TEXTO PROPUESTO:

※ ※ ※

El blog "La buhardilla de Jerónimo" ha publicado el texto que sigue. Creo que es un tema conveniente que sea leído por quienes tienen responsabilidades en los grupos de música y canto en las parroquias.
Presentamos un artículo del
profesor Aurelio Porfiri, director de coro y experto en música litúrgica, en el
cual analiza con gran lucidez las causas profundas de algunas actitudes frente
a la música litúrgica en la
Iglesia católica.
Desde hace mucho tiempo vengo
reflexionando sobre algunas tendencias que se han verificado en las últimas
décadas en el ámbito de la
Iglesia católica, con atención del todo particular a la
música litúrgica. He leído mucho sobre este tema y también he escrito mucho.
Ahora me doy cuenta de haber sido víctima de una suerte de impaciencia, una
sensación que crece cada vez más en mí y provoca a veces que leer y escribir me
resulte más difícil. ¿Por qué ocurre esto? Quiero dar un ejemplo que, espero,
ayudará a aclarar mi punto de vista. Hay muchas personas que sufren de
depresión; algunas de estas, en consecuencia, no comen o comen poco. A veces
quienes están cerca de estas personas dicen cosas de este estilo: debes comer
más… o cosas similares. Ahora bien, es cierto que no comer es un problema pero
es todavía más cierto que la raíz del problema de aquellas personas no está en
el comer sino en otro lado: el no comer es una consecuencia.
A veces me parece que ocurre lo
mismo con la música litúrgica: se combate a golpes de artículos de la Sacrosanctum Concilium, pero yo
creo que estos artículos son bien conocidos por las diversas facciones; el
problema está en otra parte. Ciertamente es necesario conocer estos artículos y
estar bien informados sobre ellos, son una ley que informa la acción litúrgica;
pero ¿vosotros diríais que los muchachos que salen a robar lo hacen porque no
conocen la ley? Ciertamente saben que robar es delito, pero hay todo un
conjunto de influencias que provocan que se comporten de ese modo.
Tomemos el discurso de la forma.
Ciertamente ésta es una cuestión muy candente: en la tradición de la música
litúrgica se privilegian composiciones con una coherencia formal extremadamente
cuidada, con cánones bien precisos y verificables. A menudo en el bullicio de
la música litúrgica de las últimas décadas tenemos, en cambio, composiciones
con una forma frecuentemente aproximativa y simplificada, como si ésta no
jugase un rol en la eficacia de las mismas composiciones. Se opone forma y
contenido: aún si la forma es aproximativa, lo que importa es el contenido.

※ ※ ※

BLOQUE DE DATOS:

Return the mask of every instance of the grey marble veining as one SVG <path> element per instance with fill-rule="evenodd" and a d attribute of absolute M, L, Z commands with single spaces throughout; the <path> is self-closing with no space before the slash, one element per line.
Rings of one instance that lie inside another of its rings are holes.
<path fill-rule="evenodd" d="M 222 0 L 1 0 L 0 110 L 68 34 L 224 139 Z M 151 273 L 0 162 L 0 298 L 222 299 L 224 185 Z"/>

※ ※ ※

TAREAS Y EJERCICIOS:
**A)** ¿Qué cargo y qué especialidad se le atribuyen a Aurelio Porfiri en el texto sobre la música litúrgica?
**B)** Reescribe el pasaje del texto sobre la música litúrgica que empieza con "Ahora me doy" y sigue hasta "es una consecuencia.", sustituyendo "depresión" por "tristeza".
El listado es un material independiente del texto sobre la música litúrgica.

SOLUCIONES POR TAREA:
**A)** Es director de coro y experto en música litúrgica.

**B)**
Ahora me doy cuenta de haber sido víctima de una suerte de impaciencia, una
sensación que crece cada vez más en mí y provoca a veces que leer y escribir me
resulte más difícil. ¿Por qué ocurre esto? Quiero dar un ejemplo que, espero,
ayudará a aclarar mi punto de vista. Hay muchas personas que sufren de
tristeza; algunas de estas, en consecuencia, no comen o comen poco. A veces
quienes están cerca de estas personas dicen cosas de este estilo: debes comer
más… o cosas similares. Ahora bien, es cierto que no comer es un problema pero
es todavía más cierto que la raíz del problema de aquellas personas no está en
el comer sino en otro lado: el no comer es una consecuencia.